# Task brief
Would you please output the lines of the data below from the one containing "Task: place one keypoint on every instance of the black leather" to the end, exactly and with nothing added?

# Recorded information
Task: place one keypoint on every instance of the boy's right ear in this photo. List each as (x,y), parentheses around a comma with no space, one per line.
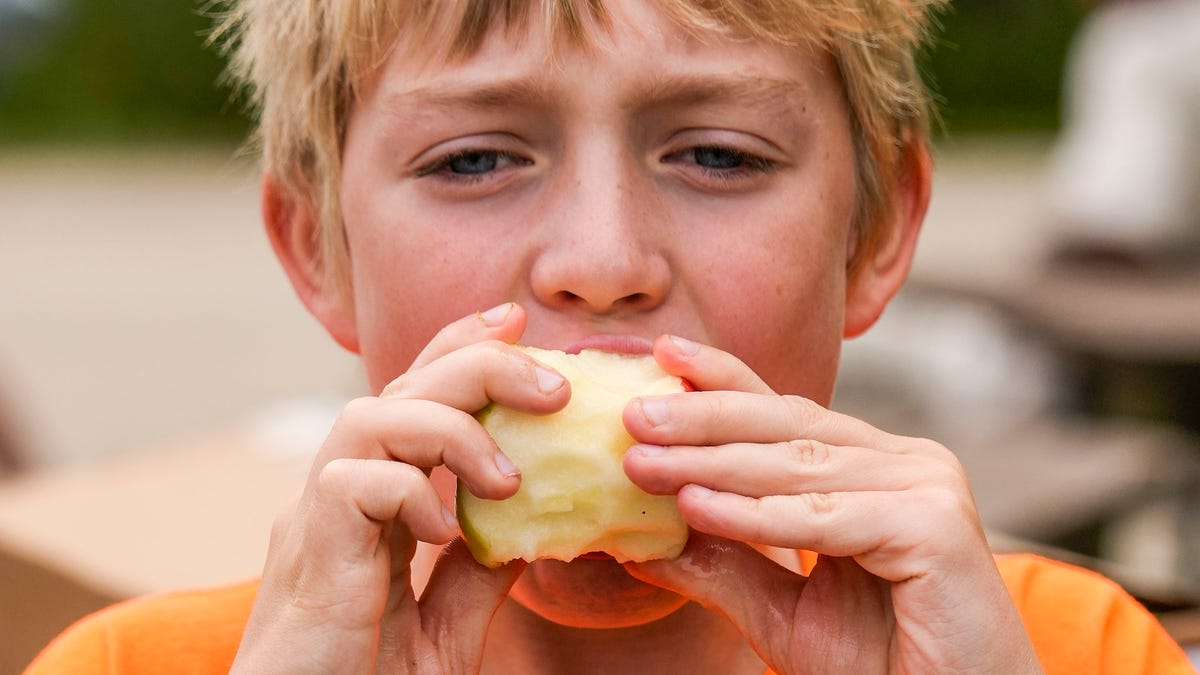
(292,227)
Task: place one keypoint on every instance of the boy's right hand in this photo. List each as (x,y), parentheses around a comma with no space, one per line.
(336,593)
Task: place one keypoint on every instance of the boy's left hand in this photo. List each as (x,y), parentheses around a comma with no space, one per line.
(905,581)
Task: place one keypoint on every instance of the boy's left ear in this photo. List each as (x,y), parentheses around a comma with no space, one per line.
(880,274)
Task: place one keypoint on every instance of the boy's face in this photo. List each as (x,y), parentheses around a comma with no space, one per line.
(655,183)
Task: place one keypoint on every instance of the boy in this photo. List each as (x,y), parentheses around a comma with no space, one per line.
(731,186)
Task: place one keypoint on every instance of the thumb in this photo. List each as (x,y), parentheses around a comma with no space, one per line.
(756,593)
(460,602)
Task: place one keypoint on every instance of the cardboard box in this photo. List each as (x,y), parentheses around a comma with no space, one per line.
(192,514)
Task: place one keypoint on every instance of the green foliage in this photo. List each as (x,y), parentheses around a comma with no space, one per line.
(139,71)
(997,64)
(121,70)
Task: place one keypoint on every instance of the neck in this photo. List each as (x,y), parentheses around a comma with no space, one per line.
(689,640)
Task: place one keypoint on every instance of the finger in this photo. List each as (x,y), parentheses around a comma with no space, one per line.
(473,376)
(757,470)
(786,617)
(706,368)
(421,434)
(759,596)
(504,322)
(868,525)
(354,500)
(460,602)
(711,418)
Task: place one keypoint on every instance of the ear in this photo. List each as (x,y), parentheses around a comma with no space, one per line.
(885,268)
(292,227)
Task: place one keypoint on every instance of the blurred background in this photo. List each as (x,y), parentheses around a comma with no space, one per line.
(161,388)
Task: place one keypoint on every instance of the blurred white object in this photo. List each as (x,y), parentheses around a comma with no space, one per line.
(1127,168)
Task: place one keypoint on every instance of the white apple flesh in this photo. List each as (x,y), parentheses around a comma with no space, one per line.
(575,497)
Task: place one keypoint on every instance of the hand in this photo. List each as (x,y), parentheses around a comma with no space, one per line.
(336,593)
(905,581)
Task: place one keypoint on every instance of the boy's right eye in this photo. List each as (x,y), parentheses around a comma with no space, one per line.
(468,165)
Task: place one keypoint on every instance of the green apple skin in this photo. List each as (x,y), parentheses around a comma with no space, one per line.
(575,497)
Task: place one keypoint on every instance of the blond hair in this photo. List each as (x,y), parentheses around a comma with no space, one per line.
(303,64)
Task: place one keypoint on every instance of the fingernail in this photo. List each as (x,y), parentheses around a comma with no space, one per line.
(649,451)
(654,411)
(448,515)
(496,315)
(547,380)
(505,465)
(685,347)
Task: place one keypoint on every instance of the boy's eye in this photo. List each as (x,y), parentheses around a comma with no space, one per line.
(719,157)
(723,163)
(472,163)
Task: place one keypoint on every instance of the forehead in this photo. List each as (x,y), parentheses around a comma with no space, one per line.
(455,30)
(688,60)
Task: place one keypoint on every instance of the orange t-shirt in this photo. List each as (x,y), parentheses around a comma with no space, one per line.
(1079,621)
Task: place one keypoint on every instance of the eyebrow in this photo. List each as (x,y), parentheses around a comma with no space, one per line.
(660,91)
(762,93)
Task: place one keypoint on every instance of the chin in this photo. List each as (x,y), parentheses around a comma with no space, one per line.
(592,593)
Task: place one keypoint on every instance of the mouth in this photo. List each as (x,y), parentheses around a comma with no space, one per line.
(615,344)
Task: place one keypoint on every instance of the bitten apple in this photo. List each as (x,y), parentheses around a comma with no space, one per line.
(575,497)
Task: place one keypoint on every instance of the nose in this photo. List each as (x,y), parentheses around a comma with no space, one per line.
(605,246)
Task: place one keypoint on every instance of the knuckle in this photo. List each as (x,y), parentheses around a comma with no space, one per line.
(821,506)
(335,476)
(357,411)
(808,452)
(804,412)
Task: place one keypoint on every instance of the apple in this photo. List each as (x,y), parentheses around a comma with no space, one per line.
(575,497)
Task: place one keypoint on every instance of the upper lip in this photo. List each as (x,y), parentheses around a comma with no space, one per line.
(612,342)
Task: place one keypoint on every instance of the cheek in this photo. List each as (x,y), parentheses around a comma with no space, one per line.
(778,302)
(409,282)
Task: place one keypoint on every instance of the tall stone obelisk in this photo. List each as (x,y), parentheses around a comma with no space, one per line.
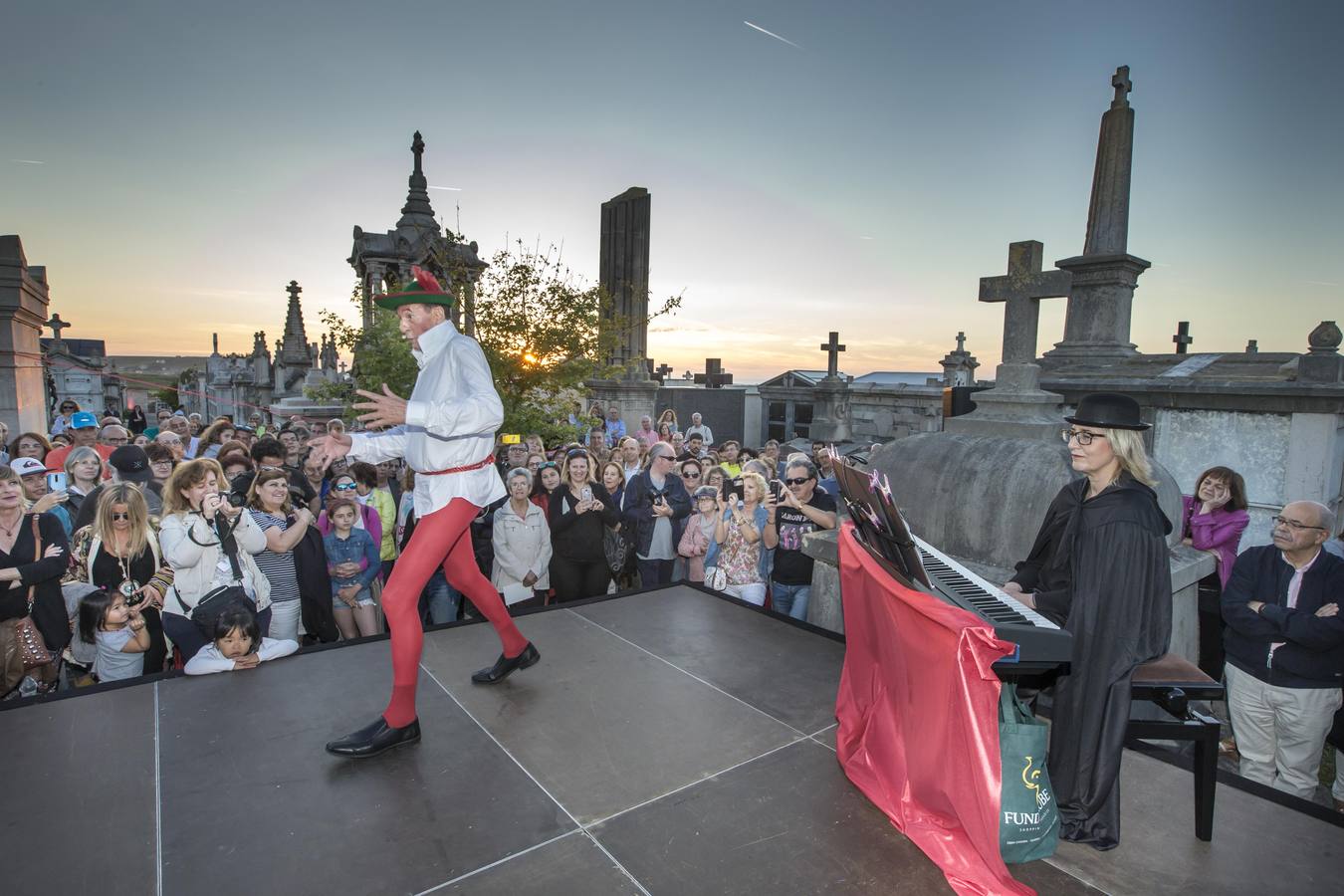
(1105,276)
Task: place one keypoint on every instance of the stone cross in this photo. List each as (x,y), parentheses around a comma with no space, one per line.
(1020,289)
(714,375)
(832,348)
(1122,85)
(57,326)
(1182,337)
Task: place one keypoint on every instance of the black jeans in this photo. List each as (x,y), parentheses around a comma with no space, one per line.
(1212,626)
(653,572)
(578,579)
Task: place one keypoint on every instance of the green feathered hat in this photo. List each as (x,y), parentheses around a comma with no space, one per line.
(423,288)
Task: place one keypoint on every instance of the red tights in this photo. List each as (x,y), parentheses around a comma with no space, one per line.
(441,537)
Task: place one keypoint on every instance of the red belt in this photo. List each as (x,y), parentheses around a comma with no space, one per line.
(460,469)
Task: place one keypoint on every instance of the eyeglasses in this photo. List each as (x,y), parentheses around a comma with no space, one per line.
(1294,526)
(1082,435)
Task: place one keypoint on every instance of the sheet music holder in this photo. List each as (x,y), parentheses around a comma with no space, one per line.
(878,522)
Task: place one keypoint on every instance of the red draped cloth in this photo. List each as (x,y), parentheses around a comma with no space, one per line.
(918,711)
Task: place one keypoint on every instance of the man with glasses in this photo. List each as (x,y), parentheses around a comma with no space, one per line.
(68,410)
(1285,649)
(801,508)
(84,433)
(655,508)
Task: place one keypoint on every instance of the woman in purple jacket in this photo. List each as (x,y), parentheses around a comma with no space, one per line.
(1213,520)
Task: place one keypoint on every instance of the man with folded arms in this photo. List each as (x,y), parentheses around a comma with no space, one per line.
(1285,649)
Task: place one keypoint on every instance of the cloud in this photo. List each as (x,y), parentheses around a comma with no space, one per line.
(771,34)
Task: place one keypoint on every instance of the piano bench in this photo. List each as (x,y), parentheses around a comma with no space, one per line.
(1171,683)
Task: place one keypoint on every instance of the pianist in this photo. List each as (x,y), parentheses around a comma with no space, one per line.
(1099,567)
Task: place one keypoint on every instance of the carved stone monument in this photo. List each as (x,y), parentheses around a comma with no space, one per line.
(830,421)
(624,270)
(23,310)
(1105,276)
(1016,406)
(417,241)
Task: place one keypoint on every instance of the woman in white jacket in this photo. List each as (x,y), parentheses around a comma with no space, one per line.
(522,541)
(190,541)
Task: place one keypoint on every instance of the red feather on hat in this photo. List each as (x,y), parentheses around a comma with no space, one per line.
(427,283)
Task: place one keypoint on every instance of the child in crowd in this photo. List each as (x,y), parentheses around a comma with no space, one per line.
(699,533)
(237,645)
(353,563)
(117,631)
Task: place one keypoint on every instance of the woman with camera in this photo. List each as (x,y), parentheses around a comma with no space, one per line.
(284,527)
(208,543)
(655,511)
(579,511)
(119,553)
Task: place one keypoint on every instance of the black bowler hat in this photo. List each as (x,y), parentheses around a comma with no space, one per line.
(1108,410)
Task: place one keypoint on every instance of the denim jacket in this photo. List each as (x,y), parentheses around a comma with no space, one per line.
(357,547)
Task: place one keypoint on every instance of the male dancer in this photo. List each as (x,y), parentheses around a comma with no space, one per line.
(446,434)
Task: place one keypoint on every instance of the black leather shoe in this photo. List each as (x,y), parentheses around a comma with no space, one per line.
(373,739)
(504,665)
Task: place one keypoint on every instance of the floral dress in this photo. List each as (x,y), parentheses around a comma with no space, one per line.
(738,558)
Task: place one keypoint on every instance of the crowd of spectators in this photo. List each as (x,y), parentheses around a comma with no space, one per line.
(149,531)
(117,531)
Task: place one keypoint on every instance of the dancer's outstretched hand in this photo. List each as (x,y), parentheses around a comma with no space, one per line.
(329,448)
(383,410)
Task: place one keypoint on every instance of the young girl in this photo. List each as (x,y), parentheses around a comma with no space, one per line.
(237,645)
(699,533)
(118,633)
(352,561)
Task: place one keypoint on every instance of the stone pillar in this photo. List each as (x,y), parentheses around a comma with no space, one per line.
(23,310)
(830,419)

# Answer space
Task: place one keypoint on every instance of the black leather shoe in this photo. List each as (x,y), parentheses around a comma with no space, one per line.
(373,739)
(504,665)
Task: place one keypoint on every instance of the floral dress in this photo. List each as (x,y), parentheses around a comma with no space, one per line.
(738,558)
Task: place one keypoint on every instance of the crowd of spectators in this photo. List each as (x,y), parentheses around a comma with no space, one per line.
(149,531)
(117,531)
Task: place one keypoint on every instance of the dancer's outstretched hand in this photo. List each as (x,y), parentheses around a comma with no space, one per line.
(329,448)
(383,410)
Task: place one keypoint on every instance of the young girl in this photo. List each as (x,y), parentheses around a comma with no space, one per line.
(237,645)
(699,533)
(118,633)
(352,561)
Task: place one keypoint on every instance of the stone pillar in this photo. List each as (x,y), parentheses around a comma with no space, one per line.
(23,310)
(830,419)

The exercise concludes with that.